_PASSAGE GIVEN:_

The independent voice of cricket

Club Cricket

The Wisden Club Cricket Hall of Fame: Grahame Clarke

Grahame Clarke
Scott Oliver by Scott Oliver
@reverse_sweeper 3 minute read

For Wisden Cricket Monthly‘s series celebrating giants of the club game, Scott Oliver met Grahame Clarke, a record-breaking Lancastrian who didn’t like to mess about.

Published in issue 33 of Wisden Cricket Monthly

When a 19-year-old Jacques Kallis played as pro for Northern League (NL) side Netherfield in 1995, he churned out 791 immaculate runs at 98.9 before being whisked off to a South Africa A tour. Good as he was, though, Kallis was outscored three centuries to one by teammate Grahame Clarke, a fiery and pugnacious opening batsman who blasted 104, 159* and 163* en route to 937 league runs at 52, breaking the club record of 870 he had set the previous year, again with three tons, including a league best 168.

In 1996, he went better still, with 1,107 league runs at 58.3 (another three hundreds), becoming only the second amateur in 45 years of NL cricket to reach the four-figure mark. There were also 605 cup runs at over 60 that summer, the third of an extraordinarily prolific peak.

What made it all the more exceptional was that the Northern League was among the very strongest in the country, having provided a national knockout finalist in each of those three seasons. And with the likes of Malcolm Marshall and Stuart MacGill in the paid ranks, the pros weren’t too shabby either.

How Lancaster, Clarke’s first club, must have rued all this after he had left them at 18 for the short trip up the M6 to Kendal. “I only went to Netherfield for one season, to get away from Lancaster, but ended up doing 25,” he says. “It was the best thing I ever did.”

_RECORDS FOR THE TASK:_
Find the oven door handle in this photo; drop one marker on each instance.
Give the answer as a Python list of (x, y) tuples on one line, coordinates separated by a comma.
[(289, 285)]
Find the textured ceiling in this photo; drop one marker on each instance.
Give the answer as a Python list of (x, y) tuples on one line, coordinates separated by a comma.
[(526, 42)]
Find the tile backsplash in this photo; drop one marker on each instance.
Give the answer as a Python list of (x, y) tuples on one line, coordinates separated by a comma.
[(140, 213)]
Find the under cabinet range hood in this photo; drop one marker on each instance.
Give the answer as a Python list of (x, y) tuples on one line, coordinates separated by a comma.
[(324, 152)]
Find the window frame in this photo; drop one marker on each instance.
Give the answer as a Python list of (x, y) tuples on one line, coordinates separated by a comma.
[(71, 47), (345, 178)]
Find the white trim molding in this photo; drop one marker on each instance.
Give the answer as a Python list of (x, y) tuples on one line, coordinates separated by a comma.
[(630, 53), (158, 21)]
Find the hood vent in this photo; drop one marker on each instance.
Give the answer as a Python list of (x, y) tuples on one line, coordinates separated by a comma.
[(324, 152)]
--
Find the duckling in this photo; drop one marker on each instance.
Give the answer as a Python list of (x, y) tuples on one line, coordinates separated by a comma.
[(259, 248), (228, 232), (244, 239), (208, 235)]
==
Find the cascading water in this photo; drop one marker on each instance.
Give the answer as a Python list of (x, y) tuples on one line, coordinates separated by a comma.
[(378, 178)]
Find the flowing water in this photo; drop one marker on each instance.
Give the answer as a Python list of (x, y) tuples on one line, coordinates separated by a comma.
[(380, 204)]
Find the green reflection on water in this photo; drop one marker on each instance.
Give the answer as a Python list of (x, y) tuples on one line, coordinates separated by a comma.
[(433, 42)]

_YOUR TASKS:_
a. According to the cricket article, how many league runs did Grahame Clarke score in 1996?
b. From the records, copy out word for word the lines starting with the one containing "Find the flowing" and ending with the one containing "[(433, 42)]".
The records bear no relation to the cricket article.

_SOLUTIONS:_
a. He scored 1,107 league runs.

b.
Find the flowing water in this photo; drop one marker on each instance.
Give the answer as a Python list of (x, y) tuples on one line, coordinates separated by a comma.
[(380, 204)]
Find the green reflection on water in this photo; drop one marker on each instance.
Give the answer as a Python list of (x, y) tuples on one line, coordinates separated by a comma.
[(433, 42)]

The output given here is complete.